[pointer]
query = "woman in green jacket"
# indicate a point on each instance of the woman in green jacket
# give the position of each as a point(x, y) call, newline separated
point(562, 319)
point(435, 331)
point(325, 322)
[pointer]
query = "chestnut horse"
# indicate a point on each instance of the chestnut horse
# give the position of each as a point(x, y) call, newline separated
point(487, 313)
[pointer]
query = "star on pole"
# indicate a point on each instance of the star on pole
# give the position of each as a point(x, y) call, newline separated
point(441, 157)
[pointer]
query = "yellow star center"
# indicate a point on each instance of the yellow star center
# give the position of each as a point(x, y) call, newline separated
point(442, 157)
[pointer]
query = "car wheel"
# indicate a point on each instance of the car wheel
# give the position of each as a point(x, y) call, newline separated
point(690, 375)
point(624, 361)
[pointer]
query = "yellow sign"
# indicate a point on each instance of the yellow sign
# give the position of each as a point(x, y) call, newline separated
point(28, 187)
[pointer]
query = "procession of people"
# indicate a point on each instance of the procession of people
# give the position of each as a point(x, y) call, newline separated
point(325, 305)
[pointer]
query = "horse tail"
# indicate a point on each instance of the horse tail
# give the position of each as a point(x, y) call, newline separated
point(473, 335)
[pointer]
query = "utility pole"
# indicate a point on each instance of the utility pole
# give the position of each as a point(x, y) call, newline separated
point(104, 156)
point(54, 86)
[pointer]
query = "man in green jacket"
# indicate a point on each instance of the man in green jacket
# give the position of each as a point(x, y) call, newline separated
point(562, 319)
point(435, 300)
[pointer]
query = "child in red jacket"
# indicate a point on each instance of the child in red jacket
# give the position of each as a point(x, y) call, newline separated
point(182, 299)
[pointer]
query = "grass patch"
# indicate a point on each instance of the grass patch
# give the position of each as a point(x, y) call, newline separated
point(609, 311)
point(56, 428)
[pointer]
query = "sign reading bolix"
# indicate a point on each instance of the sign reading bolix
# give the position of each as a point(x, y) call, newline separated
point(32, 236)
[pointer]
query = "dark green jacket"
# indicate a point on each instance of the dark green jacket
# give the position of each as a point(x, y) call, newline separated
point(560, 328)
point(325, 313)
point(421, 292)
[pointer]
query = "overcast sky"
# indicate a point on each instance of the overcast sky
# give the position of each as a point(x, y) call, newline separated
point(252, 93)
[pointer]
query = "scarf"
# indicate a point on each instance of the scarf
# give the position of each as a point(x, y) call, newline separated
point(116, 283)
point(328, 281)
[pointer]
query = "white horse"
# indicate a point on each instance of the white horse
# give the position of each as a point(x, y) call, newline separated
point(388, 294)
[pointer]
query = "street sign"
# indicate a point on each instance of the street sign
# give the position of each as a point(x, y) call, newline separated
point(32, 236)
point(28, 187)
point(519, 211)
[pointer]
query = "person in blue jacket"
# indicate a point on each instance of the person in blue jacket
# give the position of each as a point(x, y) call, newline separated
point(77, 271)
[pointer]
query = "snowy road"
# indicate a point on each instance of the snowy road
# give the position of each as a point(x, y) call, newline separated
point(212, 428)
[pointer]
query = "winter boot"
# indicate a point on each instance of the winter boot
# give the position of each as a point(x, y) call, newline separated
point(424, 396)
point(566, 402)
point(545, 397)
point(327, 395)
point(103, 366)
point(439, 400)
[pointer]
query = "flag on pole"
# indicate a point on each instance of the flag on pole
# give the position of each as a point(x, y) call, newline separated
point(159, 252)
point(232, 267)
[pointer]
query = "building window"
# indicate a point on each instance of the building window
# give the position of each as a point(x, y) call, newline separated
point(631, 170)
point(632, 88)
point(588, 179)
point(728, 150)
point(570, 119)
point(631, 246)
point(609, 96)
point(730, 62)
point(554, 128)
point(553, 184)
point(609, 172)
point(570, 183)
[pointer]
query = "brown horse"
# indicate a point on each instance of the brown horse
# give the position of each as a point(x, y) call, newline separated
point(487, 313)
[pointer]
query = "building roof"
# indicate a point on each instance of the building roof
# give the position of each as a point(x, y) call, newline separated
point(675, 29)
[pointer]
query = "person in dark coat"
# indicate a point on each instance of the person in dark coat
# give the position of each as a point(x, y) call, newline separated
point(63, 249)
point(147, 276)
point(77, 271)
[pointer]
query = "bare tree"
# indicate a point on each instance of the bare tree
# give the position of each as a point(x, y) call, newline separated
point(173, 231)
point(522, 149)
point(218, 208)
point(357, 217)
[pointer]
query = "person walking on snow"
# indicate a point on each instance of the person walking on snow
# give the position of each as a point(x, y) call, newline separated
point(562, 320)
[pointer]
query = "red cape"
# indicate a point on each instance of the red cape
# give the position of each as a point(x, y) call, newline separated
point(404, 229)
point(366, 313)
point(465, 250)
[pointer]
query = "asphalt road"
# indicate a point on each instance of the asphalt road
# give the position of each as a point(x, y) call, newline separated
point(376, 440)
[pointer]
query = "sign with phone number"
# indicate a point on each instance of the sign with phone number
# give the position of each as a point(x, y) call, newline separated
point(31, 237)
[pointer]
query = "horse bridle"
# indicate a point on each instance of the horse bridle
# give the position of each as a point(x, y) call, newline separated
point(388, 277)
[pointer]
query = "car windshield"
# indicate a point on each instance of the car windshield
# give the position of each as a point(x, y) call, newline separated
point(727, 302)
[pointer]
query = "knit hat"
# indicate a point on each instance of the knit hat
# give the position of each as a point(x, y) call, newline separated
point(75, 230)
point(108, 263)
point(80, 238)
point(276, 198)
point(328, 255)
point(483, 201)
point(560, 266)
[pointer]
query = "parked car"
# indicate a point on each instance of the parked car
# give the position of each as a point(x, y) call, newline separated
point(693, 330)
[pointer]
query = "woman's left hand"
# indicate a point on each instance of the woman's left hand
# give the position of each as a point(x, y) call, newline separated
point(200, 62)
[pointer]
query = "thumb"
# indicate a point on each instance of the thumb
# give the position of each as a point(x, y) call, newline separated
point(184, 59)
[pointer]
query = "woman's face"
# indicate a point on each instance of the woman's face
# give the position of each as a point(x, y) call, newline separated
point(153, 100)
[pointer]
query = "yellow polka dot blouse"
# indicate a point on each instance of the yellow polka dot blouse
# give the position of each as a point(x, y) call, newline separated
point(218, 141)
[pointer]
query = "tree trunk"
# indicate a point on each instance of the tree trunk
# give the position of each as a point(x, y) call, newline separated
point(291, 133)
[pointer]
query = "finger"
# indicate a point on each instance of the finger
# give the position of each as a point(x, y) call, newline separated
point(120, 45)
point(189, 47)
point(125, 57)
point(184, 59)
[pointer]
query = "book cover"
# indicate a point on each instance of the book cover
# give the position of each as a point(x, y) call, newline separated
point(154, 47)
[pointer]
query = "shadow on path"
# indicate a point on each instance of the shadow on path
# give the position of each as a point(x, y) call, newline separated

◆ **Problem to solve**: Print all of the rows above again without any changes.

◆ **Correct result**:
[pointer]
query = "woman in green jacket"
# indicate a point on each instance of the woman in green jacket
# give the position of each as a point(x, y) call, newline separated
point(562, 319)
point(435, 331)
point(325, 322)
[pointer]
query = "chestnut horse"
# indicate a point on each instance of the chestnut horse
# give the position of each as a point(x, y) call, newline separated
point(487, 313)
[pointer]
query = "star on pole"
# indicate a point on each instance of the star on pole
# give the position of each as a point(x, y) call, newline separated
point(441, 157)
[pointer]
query = "yellow star center"
# indicate a point on each instance of the yellow star center
# give the position of each as a point(x, y) call, newline separated
point(442, 157)
[pointer]
query = "car wheel"
# indicate a point on each instance of the car wheel
# give the position of each as a point(x, y) call, newline separated
point(690, 375)
point(624, 361)
[pointer]
query = "yellow sign"
# indicate a point on each instance of the yellow sign
# give the position of each as a point(x, y) call, newline separated
point(28, 187)
[pointer]
query = "procession of people"
# indicate a point on each instance of the procession of people
# give the position of each as a point(x, y) call, newline separated
point(325, 305)
[pointer]
query = "horse tail"
# indicate a point on each instance of the horse tail
# give the position of each as a point(x, y) call, newline separated
point(473, 335)
[pointer]
query = "utility pole"
# indicate a point on each instance of the utility pole
# give the position of each as a point(x, y) call, newline separated
point(104, 156)
point(54, 86)
[pointer]
query = "man in green jacket"
# indicate a point on each instance of the man in green jacket
# give the position of each as a point(x, y) call, newline separated
point(562, 319)
point(435, 300)
[pointer]
query = "child in red jacket"
# indicate a point on each instance of the child in red jacket
# give the position of each as a point(x, y) call, newline separated
point(182, 299)
[pointer]
query = "grass patch"
# indicate a point on each instance of the grass patch
# give the position of each as a point(x, y) call, newline separated
point(609, 311)
point(56, 428)
[pointer]
query = "sign reading bolix"
# indicate a point on each instance of the sign reading bolix
# give the position of each as a point(x, y) call, newline separated
point(32, 236)
[pointer]
query = "dark green jacket"
# indicate a point on each instance of the dark green jacket
# give the position of each as a point(x, y) call, newline separated
point(560, 328)
point(325, 313)
point(421, 292)
[pointer]
query = "overcast sky"
# indicate a point on each instance of the overcast sky
# give the position of each as a point(x, y) call, newline separated
point(252, 93)
[pointer]
query = "scarf"
# indicate a point on each instance of the scarf
# give the position of each as a point(x, y) call, newline separated
point(116, 283)
point(328, 281)
[pointer]
query = "white horse"
# indicate a point on each instance of the white horse
# give the position of each as a point(x, y) call, newline separated
point(388, 294)
[pointer]
query = "street sign"
# indicate a point on each instance of the street sign
# give the position of each as a point(x, y) call, newline separated
point(32, 236)
point(28, 187)
point(519, 211)
[pointer]
query = "person in blue jacket"
# indicate a point on each instance of the person in blue jacket
# give the position of each as a point(x, y) call, newline separated
point(77, 271)
[pointer]
query = "snowy road"
# indicate a point on each instance of the snowy road
# give the position of each as a point(x, y) call, newline separated
point(212, 428)
[pointer]
query = "winter boot"
# indicate a point on each instance of the winter boot
# give the position of each as a point(x, y) call, newline separated
point(424, 396)
point(566, 402)
point(545, 397)
point(327, 395)
point(103, 366)
point(439, 400)
[pointer]
query = "flag on pole"
# indicate a point on each instance of the flag on pole
# give the position of each as a point(x, y) call, newline separated
point(159, 252)
point(232, 267)
[pointer]
query = "building window"
# indicate a point on each instance of the building window
# give the position of each as a point(x, y) call, newline separated
point(631, 170)
point(632, 88)
point(588, 179)
point(728, 150)
point(570, 119)
point(631, 246)
point(609, 96)
point(730, 62)
point(554, 128)
point(553, 184)
point(609, 172)
point(570, 183)
[pointer]
query = "brown horse"
# indicate a point on each instance of the brown horse
# give the position of each as a point(x, y) call, newline separated
point(487, 313)
[pointer]
query = "building roof"
# indicate a point on each instance of the building roof
# give the position of each as a point(x, y) call, newline separated
point(675, 29)
[pointer]
query = "person in dark coat"
# indicate a point on each instance of the person in dark coat
# give the position of each as a point(x, y) call, newline separated
point(63, 249)
point(147, 276)
point(77, 271)
[pointer]
query = "bare tree"
# indicate a point on each instance of the bare tree
# give the position of each as a point(x, y) call, newline separated
point(173, 231)
point(522, 149)
point(218, 208)
point(357, 217)
[pointer]
query = "person walking on snow"
# indicate a point on each instance of the person walking on snow
# give the position of each as a point(x, y) call, newline separated
point(562, 320)
[pointer]
query = "red cape"
# indicate a point on each instance of the red cape
# give the position of each as a point(x, y) call, newline separated
point(404, 229)
point(366, 313)
point(465, 250)
[pointer]
query = "asphalt road"
# indicate a point on each instance of the asphalt road
# give the position of each as a point(x, y) call, newline separated
point(376, 440)
[pointer]
query = "sign with phone number"
# indicate a point on each instance of the sign with phone number
# give the position of each as a point(x, y) call, newline separated
point(31, 237)
[pointer]
query = "horse bridle"
# indicate a point on each instance of the horse bridle
# give the position of each as a point(x, y) call, newline separated
point(388, 277)
[pointer]
query = "car windshield"
# indicate a point on each instance of the car windshield
# give the position of each as a point(x, y) call, newline separated
point(727, 302)
[pointer]
query = "knit hat"
# indicate a point on each instance of the knit hat
# give the position of each as a point(x, y) call, newline separated
point(75, 230)
point(108, 263)
point(80, 238)
point(276, 198)
point(328, 255)
point(483, 201)
point(560, 266)
[pointer]
query = "parked car"
# indicate a point on each instance of the parked car
# give the position of each as a point(x, y) call, newline separated
point(693, 330)
[pointer]
query = "woman's left hand"
# indicate a point on each instance of the woman's left hand
# give the position of each as a point(x, y) call, newline separated
point(200, 62)
[pointer]
query = "thumb"
# indicate a point on each instance of the thumb
# give the position of each as a point(x, y) call, newline separated
point(184, 59)
[pointer]
query = "woman's face"
# indicate a point on each instance of the woman's face
# give the position of each as a point(x, y) call, newline separated
point(153, 100)
[pointer]
query = "yellow polka dot blouse"
# indicate a point on each instance of the yellow polka dot blouse
# give the position of each as a point(x, y) call, newline separated
point(218, 141)
[pointer]
query = "tree trunk"
# indicate a point on each instance of the tree trunk
# give the position of each as a point(x, y) call, newline separated
point(291, 133)
[pointer]
query = "finger"
# indicate a point on each instance of the finger
# give the position of each as a point(x, y) call, newline separated
point(120, 45)
point(189, 47)
point(125, 57)
point(184, 59)
[pointer]
query = "book cover"
# indicate a point on each instance of the book cover
# give the position of each as a point(x, y) call, newline separated
point(154, 47)
[pointer]
query = "shadow on path"
# indicate a point on each instance of the shadow on path
# give the position of each as a point(x, y) call, newline separated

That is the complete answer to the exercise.